§ **TASK DESCRIPTION**: Write out each of the items below word for word, omitting the pictures.

____

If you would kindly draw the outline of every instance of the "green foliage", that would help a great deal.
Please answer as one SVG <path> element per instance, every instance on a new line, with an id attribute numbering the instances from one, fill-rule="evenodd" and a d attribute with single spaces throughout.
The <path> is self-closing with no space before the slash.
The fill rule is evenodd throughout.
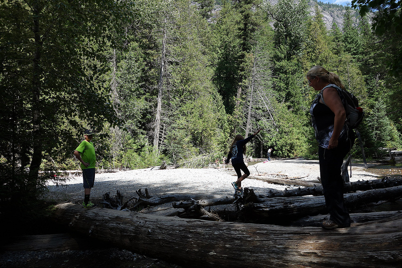
<path id="1" fill-rule="evenodd" d="M 260 127 L 248 154 L 272 146 L 276 156 L 314 157 L 316 93 L 305 75 L 315 65 L 337 73 L 366 111 L 369 157 L 400 148 L 398 2 L 354 1 L 374 19 L 358 27 L 348 7 L 320 2 L 310 15 L 305 0 L 1 3 L 2 202 L 34 198 L 52 170 L 77 168 L 86 128 L 98 168 L 206 166 L 226 156 L 234 131 Z M 342 29 L 327 31 L 319 6 L 344 12 Z"/>
<path id="2" fill-rule="evenodd" d="M 392 55 L 385 59 L 389 73 L 397 76 L 402 72 L 402 9 L 400 1 L 395 0 L 353 0 L 352 7 L 359 8 L 361 17 L 374 11 L 371 28 L 388 47 Z"/>

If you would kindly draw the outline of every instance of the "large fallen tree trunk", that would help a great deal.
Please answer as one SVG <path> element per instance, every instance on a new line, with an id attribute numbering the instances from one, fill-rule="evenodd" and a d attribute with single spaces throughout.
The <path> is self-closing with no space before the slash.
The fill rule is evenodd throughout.
<path id="1" fill-rule="evenodd" d="M 354 223 L 362 223 L 368 221 L 378 221 L 390 217 L 399 216 L 402 217 L 402 212 L 397 211 L 378 211 L 360 213 L 351 213 L 350 220 Z M 294 226 L 320 226 L 323 221 L 323 215 L 308 216 L 292 221 L 290 225 Z"/>
<path id="2" fill-rule="evenodd" d="M 393 186 L 402 185 L 402 180 L 384 177 L 379 180 L 369 181 L 358 181 L 347 183 L 344 185 L 344 193 L 349 193 L 357 191 L 366 191 L 372 189 L 386 188 Z M 323 187 L 321 185 L 315 187 L 299 187 L 296 189 L 285 189 L 283 191 L 269 190 L 268 194 L 262 195 L 262 197 L 288 197 L 291 196 L 322 196 Z"/>
<path id="3" fill-rule="evenodd" d="M 311 183 L 306 181 L 301 181 L 300 180 L 287 180 L 286 178 L 276 178 L 273 177 L 269 177 L 266 176 L 249 176 L 248 178 L 253 178 L 254 180 L 258 180 L 259 181 L 262 181 L 266 182 L 268 183 L 280 184 L 283 185 L 297 185 L 301 186 L 307 186 L 308 187 L 314 187 L 321 185 L 320 182 L 317 181 L 316 183 Z"/>
<path id="4" fill-rule="evenodd" d="M 71 231 L 183 267 L 400 267 L 402 219 L 328 231 L 159 217 L 71 203 L 54 218 Z"/>
<path id="5" fill-rule="evenodd" d="M 251 189 L 252 190 L 252 189 Z M 291 220 L 308 215 L 325 213 L 326 206 L 323 196 L 301 197 L 276 197 L 261 199 L 253 191 L 245 189 L 245 205 L 243 213 L 249 219 L 259 221 Z M 382 189 L 368 190 L 364 192 L 344 195 L 344 201 L 347 207 L 357 204 L 377 202 L 381 200 L 399 198 L 402 196 L 402 186 L 396 186 Z M 251 202 L 248 203 L 247 200 Z"/>

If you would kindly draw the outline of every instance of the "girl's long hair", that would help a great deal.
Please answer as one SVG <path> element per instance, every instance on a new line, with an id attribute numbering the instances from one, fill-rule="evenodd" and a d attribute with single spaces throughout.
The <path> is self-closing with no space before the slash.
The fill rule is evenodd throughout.
<path id="1" fill-rule="evenodd" d="M 327 71 L 324 67 L 321 66 L 315 66 L 310 69 L 306 76 L 309 77 L 320 77 L 324 81 L 327 81 L 331 84 L 336 84 L 342 90 L 346 91 L 345 86 L 343 85 L 341 79 L 336 73 Z"/>
<path id="2" fill-rule="evenodd" d="M 244 137 L 242 135 L 240 134 L 236 135 L 236 137 L 235 137 L 235 138 L 233 139 L 233 141 L 232 142 L 232 144 L 230 145 L 230 148 L 229 148 L 229 150 L 232 150 L 232 148 L 233 147 L 234 145 L 236 144 L 236 142 L 237 142 L 239 140 L 242 140 L 244 139 Z M 243 153 L 245 154 L 246 153 L 246 144 L 244 144 L 243 146 Z"/>

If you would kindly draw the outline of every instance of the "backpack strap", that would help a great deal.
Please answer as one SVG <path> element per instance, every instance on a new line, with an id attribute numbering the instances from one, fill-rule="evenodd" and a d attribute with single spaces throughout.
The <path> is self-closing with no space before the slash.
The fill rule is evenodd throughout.
<path id="1" fill-rule="evenodd" d="M 324 88 L 322 90 L 321 90 L 321 91 L 320 92 L 320 94 L 321 94 L 321 101 L 323 102 L 323 103 L 326 106 L 328 106 L 327 105 L 327 104 L 325 103 L 325 102 L 324 101 L 324 95 L 323 94 L 323 93 L 324 93 L 324 90 L 325 88 L 327 88 L 327 87 L 334 87 L 334 88 L 336 88 L 337 90 L 338 90 L 338 94 L 340 94 L 339 91 L 342 91 L 342 88 L 341 88 L 340 87 L 338 86 L 337 85 L 334 84 L 328 84 L 328 85 L 326 85 L 325 86 L 324 86 Z"/>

____

§ **FINISHED TASK**:
If you would kindly draw the outline of every instance of the "green foliage", that would help a great deal.
Please answer as one SVG <path> element per instance, every instance on a new line, with an id attribute numbering the instances from one, fill-rule="evenodd" and a d attribute with single spaces throughout.
The <path> is self-closing with no space before the slash.
The fill rule is evenodd throughout.
<path id="1" fill-rule="evenodd" d="M 260 127 L 248 154 L 272 146 L 276 156 L 314 157 L 316 93 L 305 75 L 315 65 L 337 73 L 366 111 L 369 157 L 400 148 L 398 2 L 354 1 L 374 19 L 358 27 L 348 7 L 320 2 L 310 15 L 305 0 L 1 3 L 2 202 L 34 198 L 52 170 L 77 168 L 86 128 L 98 168 L 206 166 L 226 156 L 234 131 Z M 342 29 L 327 31 L 319 6 L 344 12 Z"/>
<path id="2" fill-rule="evenodd" d="M 392 55 L 385 59 L 389 73 L 397 76 L 402 72 L 402 9 L 400 1 L 395 0 L 353 0 L 352 7 L 359 8 L 361 17 L 374 11 L 371 28 L 388 47 Z"/>

If you would kindly draw the outline of every instance of the "large fallen tree trunk", that would help a great deal.
Please answer as one SVG <path> element per instance, every instance on a new line, with an id attribute numbering the instances from one, fill-rule="evenodd" and a d attribute with single spaces throughout.
The <path> is self-closing with no space before the slash.
The fill rule is evenodd throughout.
<path id="1" fill-rule="evenodd" d="M 354 223 L 362 223 L 368 221 L 378 221 L 390 217 L 399 216 L 402 217 L 402 212 L 397 211 L 378 211 L 360 213 L 351 213 L 350 220 Z M 294 226 L 320 226 L 323 221 L 323 215 L 308 216 L 292 221 L 290 225 Z"/>
<path id="2" fill-rule="evenodd" d="M 393 186 L 402 185 L 402 180 L 384 177 L 379 180 L 369 181 L 358 181 L 347 183 L 344 185 L 344 193 L 349 193 L 357 191 L 366 191 L 372 189 L 386 188 Z M 323 187 L 321 185 L 315 187 L 299 187 L 296 189 L 285 189 L 283 191 L 269 190 L 268 194 L 262 195 L 262 197 L 288 197 L 291 196 L 322 196 Z"/>
<path id="3" fill-rule="evenodd" d="M 311 183 L 306 181 L 301 181 L 300 180 L 287 180 L 286 178 L 276 178 L 273 177 L 269 177 L 266 176 L 249 176 L 248 178 L 253 178 L 254 180 L 258 180 L 259 181 L 262 181 L 266 182 L 268 183 L 280 184 L 283 185 L 297 185 L 301 186 L 307 186 L 308 187 L 314 187 L 321 185 L 320 182 L 317 181 L 316 183 Z"/>
<path id="4" fill-rule="evenodd" d="M 71 231 L 183 267 L 400 267 L 402 219 L 328 231 L 159 217 L 71 203 L 54 218 Z"/>
<path id="5" fill-rule="evenodd" d="M 251 189 L 252 190 L 252 189 Z M 291 220 L 308 215 L 325 213 L 326 206 L 323 196 L 301 197 L 276 197 L 261 199 L 253 191 L 245 189 L 245 205 L 243 213 L 249 219 L 259 221 Z M 382 189 L 368 190 L 364 192 L 344 195 L 344 201 L 347 207 L 357 204 L 377 202 L 381 200 L 399 198 L 402 196 L 402 186 L 396 186 Z M 251 202 L 248 203 L 247 200 Z"/>

If you would kindly draw the outline of every instance of the "girl's long hair", that would help a great deal.
Please answer as one SVG <path> element per instance, every instance on a new line, with an id attribute numbering the instances from one, fill-rule="evenodd" and a d attribute with single spaces throughout.
The <path> is self-closing with no space before the slash.
The fill rule is evenodd throughout.
<path id="1" fill-rule="evenodd" d="M 327 71 L 324 67 L 321 66 L 315 66 L 310 69 L 306 76 L 309 77 L 320 77 L 324 81 L 327 81 L 331 84 L 336 84 L 342 90 L 346 91 L 345 86 L 343 85 L 341 79 L 336 73 Z"/>
<path id="2" fill-rule="evenodd" d="M 244 137 L 242 135 L 240 134 L 236 135 L 236 137 L 235 137 L 235 138 L 233 139 L 233 141 L 232 142 L 232 144 L 230 145 L 230 148 L 229 148 L 229 150 L 232 150 L 232 148 L 233 147 L 234 145 L 236 144 L 236 142 L 237 142 L 239 140 L 242 140 L 244 139 Z M 243 153 L 245 154 L 246 153 L 246 144 L 244 144 L 243 146 Z"/>

If you would kindly draw the outline of every instance of the "backpack strap", that would help a great deal.
Please answer as one SVG <path> element per instance, every instance on a new line, with an id attribute numbering the instances from one, fill-rule="evenodd" and a d attribute with single spaces throughout.
The <path> is self-closing with no space before the slash.
The fill rule is evenodd throughout.
<path id="1" fill-rule="evenodd" d="M 324 88 L 322 90 L 321 90 L 321 91 L 320 92 L 320 94 L 321 94 L 321 101 L 323 102 L 323 103 L 326 106 L 328 106 L 327 105 L 327 104 L 325 103 L 325 102 L 324 101 L 324 95 L 323 94 L 323 93 L 324 93 L 324 90 L 325 88 L 327 88 L 327 87 L 334 87 L 334 88 L 336 88 L 337 90 L 338 90 L 338 94 L 340 94 L 339 91 L 342 91 L 342 88 L 341 88 L 340 87 L 338 86 L 337 85 L 334 84 L 328 84 L 328 85 L 326 85 L 325 86 L 324 86 Z"/>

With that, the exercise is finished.